**WHAT NEEDS TO BE DONE**
Which lines in the records below contain the word "green"? Return each of those lines in full.

**INPUT MATERIAL**

###

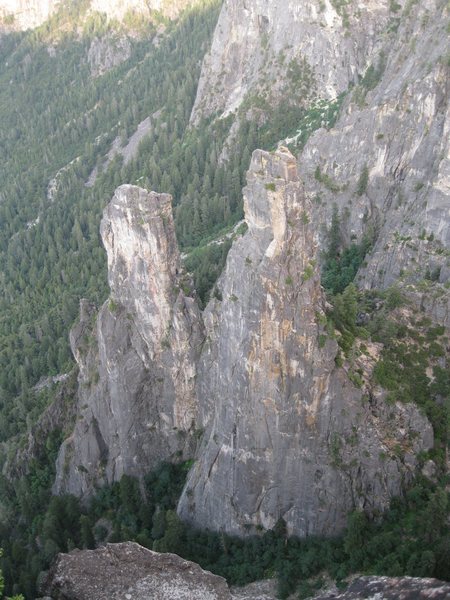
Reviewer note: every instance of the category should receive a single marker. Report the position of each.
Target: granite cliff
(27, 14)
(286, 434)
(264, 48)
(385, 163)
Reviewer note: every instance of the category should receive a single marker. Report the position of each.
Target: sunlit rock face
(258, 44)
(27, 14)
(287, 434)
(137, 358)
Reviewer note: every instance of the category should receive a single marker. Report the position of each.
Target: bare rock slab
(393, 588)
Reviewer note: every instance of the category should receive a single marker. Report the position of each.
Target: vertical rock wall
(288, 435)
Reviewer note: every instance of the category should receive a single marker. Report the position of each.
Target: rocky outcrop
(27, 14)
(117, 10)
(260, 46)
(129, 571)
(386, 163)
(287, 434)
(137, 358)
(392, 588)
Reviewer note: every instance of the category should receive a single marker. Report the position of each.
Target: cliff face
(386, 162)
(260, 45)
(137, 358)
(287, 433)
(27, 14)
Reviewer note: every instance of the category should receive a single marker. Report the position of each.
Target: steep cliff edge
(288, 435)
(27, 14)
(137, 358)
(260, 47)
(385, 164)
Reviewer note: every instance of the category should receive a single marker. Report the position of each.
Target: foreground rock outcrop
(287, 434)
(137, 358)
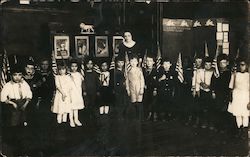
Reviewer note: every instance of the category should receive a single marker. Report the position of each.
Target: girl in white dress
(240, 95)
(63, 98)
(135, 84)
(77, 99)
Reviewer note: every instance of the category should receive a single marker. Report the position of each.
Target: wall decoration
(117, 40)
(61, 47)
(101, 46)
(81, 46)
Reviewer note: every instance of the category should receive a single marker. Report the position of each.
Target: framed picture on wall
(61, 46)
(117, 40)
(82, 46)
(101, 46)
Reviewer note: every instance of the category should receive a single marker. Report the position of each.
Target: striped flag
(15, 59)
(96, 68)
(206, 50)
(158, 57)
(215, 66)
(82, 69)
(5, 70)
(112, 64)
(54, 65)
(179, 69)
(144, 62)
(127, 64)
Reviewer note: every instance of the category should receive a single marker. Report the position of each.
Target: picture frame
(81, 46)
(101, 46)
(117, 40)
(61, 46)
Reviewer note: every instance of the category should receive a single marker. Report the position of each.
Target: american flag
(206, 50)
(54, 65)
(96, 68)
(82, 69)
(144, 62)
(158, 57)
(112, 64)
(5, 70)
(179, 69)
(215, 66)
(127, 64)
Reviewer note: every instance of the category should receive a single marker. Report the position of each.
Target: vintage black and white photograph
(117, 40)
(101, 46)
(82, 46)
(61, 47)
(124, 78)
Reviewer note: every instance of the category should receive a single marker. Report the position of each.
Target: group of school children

###

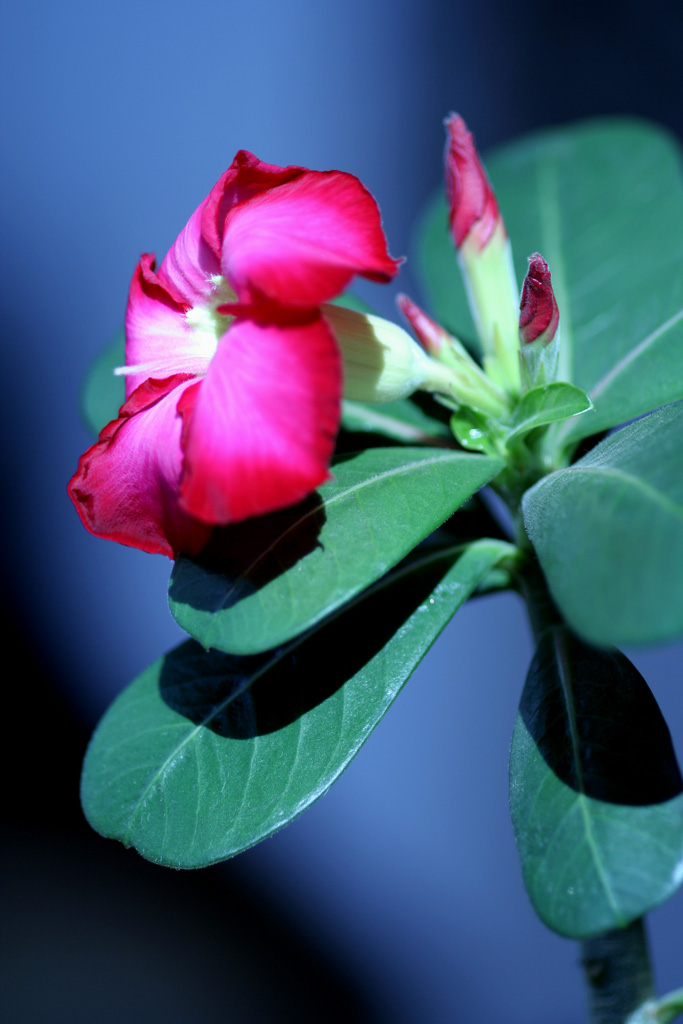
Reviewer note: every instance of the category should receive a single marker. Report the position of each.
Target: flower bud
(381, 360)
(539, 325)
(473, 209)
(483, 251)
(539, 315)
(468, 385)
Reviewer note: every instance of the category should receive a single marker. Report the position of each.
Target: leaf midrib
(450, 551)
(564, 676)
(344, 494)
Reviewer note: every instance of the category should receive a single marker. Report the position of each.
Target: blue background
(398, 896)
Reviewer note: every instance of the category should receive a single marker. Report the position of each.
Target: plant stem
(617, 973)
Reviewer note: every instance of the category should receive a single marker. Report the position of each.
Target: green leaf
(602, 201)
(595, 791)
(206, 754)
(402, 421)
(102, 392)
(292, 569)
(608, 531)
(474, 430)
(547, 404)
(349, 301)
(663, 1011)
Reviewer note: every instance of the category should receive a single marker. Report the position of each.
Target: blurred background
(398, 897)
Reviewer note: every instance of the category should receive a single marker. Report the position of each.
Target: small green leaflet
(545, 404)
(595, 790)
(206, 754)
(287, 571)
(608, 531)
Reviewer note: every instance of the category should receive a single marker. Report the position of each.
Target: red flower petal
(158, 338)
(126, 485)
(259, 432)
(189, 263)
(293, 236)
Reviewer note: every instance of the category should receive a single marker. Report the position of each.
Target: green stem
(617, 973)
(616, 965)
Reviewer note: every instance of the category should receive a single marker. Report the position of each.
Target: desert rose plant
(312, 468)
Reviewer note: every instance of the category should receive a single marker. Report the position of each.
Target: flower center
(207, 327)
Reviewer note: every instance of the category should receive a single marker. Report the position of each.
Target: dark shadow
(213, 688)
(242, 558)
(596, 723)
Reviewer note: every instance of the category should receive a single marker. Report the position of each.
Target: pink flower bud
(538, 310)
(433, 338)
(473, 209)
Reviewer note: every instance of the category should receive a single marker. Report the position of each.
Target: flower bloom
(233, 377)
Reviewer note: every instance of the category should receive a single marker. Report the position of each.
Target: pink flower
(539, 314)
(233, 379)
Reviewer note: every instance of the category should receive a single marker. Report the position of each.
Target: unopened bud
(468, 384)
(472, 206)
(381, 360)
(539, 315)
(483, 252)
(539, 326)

###

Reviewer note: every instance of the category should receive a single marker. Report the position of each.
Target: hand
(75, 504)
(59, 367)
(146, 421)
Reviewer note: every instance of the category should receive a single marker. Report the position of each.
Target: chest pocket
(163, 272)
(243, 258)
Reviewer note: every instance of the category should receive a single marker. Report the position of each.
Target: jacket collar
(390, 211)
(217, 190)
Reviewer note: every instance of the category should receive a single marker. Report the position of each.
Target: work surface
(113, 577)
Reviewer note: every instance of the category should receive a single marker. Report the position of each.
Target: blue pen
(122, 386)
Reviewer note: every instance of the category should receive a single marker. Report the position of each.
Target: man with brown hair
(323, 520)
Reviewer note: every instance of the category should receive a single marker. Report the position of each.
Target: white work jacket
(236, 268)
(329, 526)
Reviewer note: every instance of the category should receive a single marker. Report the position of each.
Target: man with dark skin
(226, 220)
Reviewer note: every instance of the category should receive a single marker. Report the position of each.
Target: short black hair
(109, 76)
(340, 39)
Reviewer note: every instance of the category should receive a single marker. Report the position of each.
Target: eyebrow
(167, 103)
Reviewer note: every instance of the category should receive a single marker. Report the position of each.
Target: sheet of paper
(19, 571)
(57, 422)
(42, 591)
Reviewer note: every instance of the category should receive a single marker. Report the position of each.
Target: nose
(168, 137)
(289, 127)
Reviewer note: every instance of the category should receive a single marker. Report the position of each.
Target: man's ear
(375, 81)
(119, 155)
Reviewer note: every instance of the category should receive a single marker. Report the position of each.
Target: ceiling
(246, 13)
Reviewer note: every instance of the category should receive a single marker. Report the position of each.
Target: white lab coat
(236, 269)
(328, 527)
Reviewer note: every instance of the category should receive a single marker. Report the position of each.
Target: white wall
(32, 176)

###

**ANSWER TO THIS EXERCISE**
Target: green leaf
Target: small green leaflet
Target: green stem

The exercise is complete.